● **WORK REQUEST**: From the entries below, reproduce exactly the line containing "Every instance of the blue", the line containing "Every instance of the green tree", and every line in between, with nothing added.

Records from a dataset

-.-.-

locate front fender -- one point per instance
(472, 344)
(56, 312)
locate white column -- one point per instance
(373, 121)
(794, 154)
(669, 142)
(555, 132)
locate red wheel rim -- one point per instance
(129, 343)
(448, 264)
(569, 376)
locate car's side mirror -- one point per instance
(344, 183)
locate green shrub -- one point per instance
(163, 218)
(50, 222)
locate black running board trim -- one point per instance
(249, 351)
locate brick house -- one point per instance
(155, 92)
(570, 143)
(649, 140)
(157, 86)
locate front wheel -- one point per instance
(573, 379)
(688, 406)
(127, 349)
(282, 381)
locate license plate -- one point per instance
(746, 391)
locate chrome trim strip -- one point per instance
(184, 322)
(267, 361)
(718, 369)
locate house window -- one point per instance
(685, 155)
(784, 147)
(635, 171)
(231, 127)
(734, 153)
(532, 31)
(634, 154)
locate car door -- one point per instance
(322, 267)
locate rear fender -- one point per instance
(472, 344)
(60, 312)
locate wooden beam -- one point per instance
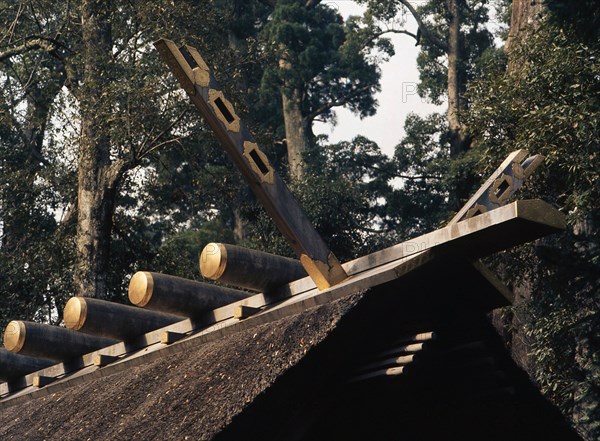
(241, 312)
(176, 295)
(246, 268)
(101, 360)
(51, 342)
(41, 381)
(390, 372)
(112, 320)
(15, 365)
(500, 186)
(169, 337)
(196, 79)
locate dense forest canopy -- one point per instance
(105, 168)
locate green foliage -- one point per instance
(548, 102)
(419, 203)
(312, 50)
(344, 195)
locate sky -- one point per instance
(398, 96)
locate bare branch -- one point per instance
(338, 102)
(47, 44)
(426, 33)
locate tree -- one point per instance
(317, 63)
(547, 102)
(342, 192)
(452, 36)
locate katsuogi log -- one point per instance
(176, 295)
(51, 342)
(246, 268)
(15, 365)
(113, 320)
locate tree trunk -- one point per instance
(459, 139)
(97, 180)
(297, 131)
(524, 13)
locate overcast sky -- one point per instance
(397, 98)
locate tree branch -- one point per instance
(425, 31)
(338, 102)
(33, 43)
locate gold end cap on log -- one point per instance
(75, 313)
(213, 261)
(325, 275)
(14, 336)
(141, 287)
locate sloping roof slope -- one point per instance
(192, 394)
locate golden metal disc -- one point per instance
(140, 288)
(75, 313)
(14, 336)
(213, 260)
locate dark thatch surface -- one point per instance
(192, 394)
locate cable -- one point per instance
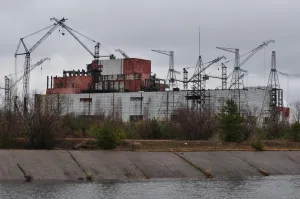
(48, 27)
(81, 34)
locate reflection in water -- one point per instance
(266, 187)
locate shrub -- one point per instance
(231, 122)
(190, 124)
(258, 145)
(107, 136)
(7, 130)
(293, 134)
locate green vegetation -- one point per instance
(293, 134)
(231, 122)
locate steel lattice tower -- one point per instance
(273, 95)
(168, 99)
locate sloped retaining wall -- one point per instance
(125, 165)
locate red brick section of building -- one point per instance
(70, 84)
(79, 84)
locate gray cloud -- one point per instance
(139, 26)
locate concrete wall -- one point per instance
(125, 165)
(151, 103)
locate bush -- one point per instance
(107, 135)
(190, 124)
(231, 123)
(293, 134)
(7, 130)
(258, 145)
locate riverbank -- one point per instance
(127, 165)
(170, 145)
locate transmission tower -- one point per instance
(164, 109)
(273, 94)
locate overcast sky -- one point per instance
(138, 26)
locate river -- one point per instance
(258, 187)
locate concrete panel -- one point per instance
(273, 162)
(48, 165)
(293, 155)
(112, 165)
(9, 169)
(112, 67)
(163, 165)
(221, 164)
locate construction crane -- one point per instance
(164, 109)
(237, 76)
(273, 95)
(171, 72)
(287, 75)
(199, 95)
(122, 53)
(28, 51)
(9, 87)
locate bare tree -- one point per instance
(42, 126)
(193, 124)
(295, 110)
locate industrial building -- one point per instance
(128, 85)
(146, 105)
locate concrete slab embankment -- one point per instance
(125, 165)
(273, 162)
(134, 165)
(163, 165)
(221, 164)
(48, 165)
(9, 170)
(103, 165)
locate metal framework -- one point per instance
(28, 51)
(224, 76)
(199, 95)
(122, 53)
(7, 93)
(164, 109)
(237, 82)
(185, 79)
(273, 95)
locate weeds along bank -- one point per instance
(43, 127)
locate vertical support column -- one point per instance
(185, 79)
(224, 77)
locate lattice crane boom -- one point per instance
(122, 53)
(206, 67)
(255, 50)
(31, 68)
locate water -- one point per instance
(266, 187)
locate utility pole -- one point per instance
(237, 83)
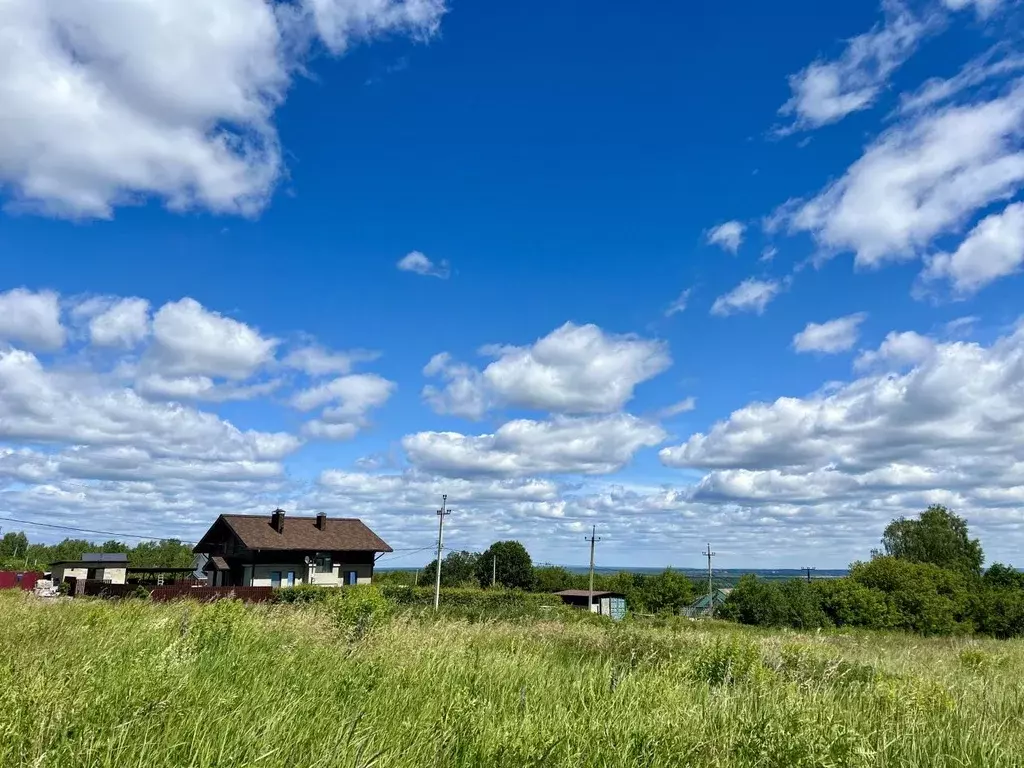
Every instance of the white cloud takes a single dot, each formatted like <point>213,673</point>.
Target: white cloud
<point>102,108</point>
<point>32,318</point>
<point>897,350</point>
<point>588,445</point>
<point>993,249</point>
<point>994,62</point>
<point>419,263</point>
<point>750,296</point>
<point>835,336</point>
<point>316,360</point>
<point>960,409</point>
<point>683,407</point>
<point>680,304</point>
<point>156,386</point>
<point>919,180</point>
<point>342,22</point>
<point>827,91</point>
<point>124,324</point>
<point>729,237</point>
<point>39,406</point>
<point>572,370</point>
<point>192,340</point>
<point>355,394</point>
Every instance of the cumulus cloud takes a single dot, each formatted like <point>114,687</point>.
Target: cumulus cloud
<point>315,360</point>
<point>993,249</point>
<point>750,296</point>
<point>124,323</point>
<point>32,318</point>
<point>729,237</point>
<point>827,91</point>
<point>898,350</point>
<point>419,263</point>
<point>564,444</point>
<point>922,178</point>
<point>835,336</point>
<point>102,109</point>
<point>572,370</point>
<point>960,409</point>
<point>188,339</point>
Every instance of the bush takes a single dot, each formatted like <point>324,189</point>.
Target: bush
<point>847,603</point>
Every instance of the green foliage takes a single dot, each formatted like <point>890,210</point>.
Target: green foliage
<point>16,552</point>
<point>515,568</point>
<point>756,602</point>
<point>848,603</point>
<point>938,538</point>
<point>1004,577</point>
<point>922,597</point>
<point>164,685</point>
<point>458,569</point>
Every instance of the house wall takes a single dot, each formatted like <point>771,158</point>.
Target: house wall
<point>114,576</point>
<point>59,572</point>
<point>259,576</point>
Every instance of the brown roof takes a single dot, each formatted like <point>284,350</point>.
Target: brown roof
<point>349,534</point>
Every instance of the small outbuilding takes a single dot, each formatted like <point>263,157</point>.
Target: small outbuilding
<point>707,605</point>
<point>102,566</point>
<point>606,603</point>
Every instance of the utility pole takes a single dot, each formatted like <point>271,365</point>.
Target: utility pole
<point>711,591</point>
<point>593,539</point>
<point>441,514</point>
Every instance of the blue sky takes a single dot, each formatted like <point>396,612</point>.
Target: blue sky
<point>735,272</point>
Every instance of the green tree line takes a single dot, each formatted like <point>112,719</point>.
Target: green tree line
<point>928,578</point>
<point>508,565</point>
<point>17,553</point>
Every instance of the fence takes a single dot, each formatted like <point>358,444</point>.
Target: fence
<point>179,592</point>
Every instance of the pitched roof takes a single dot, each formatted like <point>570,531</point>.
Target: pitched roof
<point>255,531</point>
<point>585,593</point>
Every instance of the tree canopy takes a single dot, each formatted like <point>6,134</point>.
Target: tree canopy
<point>937,537</point>
<point>509,562</point>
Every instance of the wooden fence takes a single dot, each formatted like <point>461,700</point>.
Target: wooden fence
<point>179,592</point>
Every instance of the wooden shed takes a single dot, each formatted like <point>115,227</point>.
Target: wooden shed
<point>606,603</point>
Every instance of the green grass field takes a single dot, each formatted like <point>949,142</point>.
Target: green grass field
<point>92,683</point>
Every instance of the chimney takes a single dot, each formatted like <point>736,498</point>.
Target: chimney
<point>278,520</point>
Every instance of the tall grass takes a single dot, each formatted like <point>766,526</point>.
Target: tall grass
<point>92,683</point>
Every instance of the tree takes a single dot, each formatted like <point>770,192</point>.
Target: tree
<point>458,569</point>
<point>514,567</point>
<point>937,537</point>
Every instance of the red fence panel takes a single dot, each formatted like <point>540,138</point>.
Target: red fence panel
<point>206,594</point>
<point>25,580</point>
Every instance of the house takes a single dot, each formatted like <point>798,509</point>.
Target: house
<point>702,605</point>
<point>606,603</point>
<point>272,551</point>
<point>103,566</point>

-.-.-

● **EXERCISE ANSWER**:
Every instance of the blue sky takes a single dot, each formatted like <point>396,612</point>.
Target: blue sky
<point>735,272</point>
Every instance of the green tree line takes a single dot, each formatted like <point>112,719</point>.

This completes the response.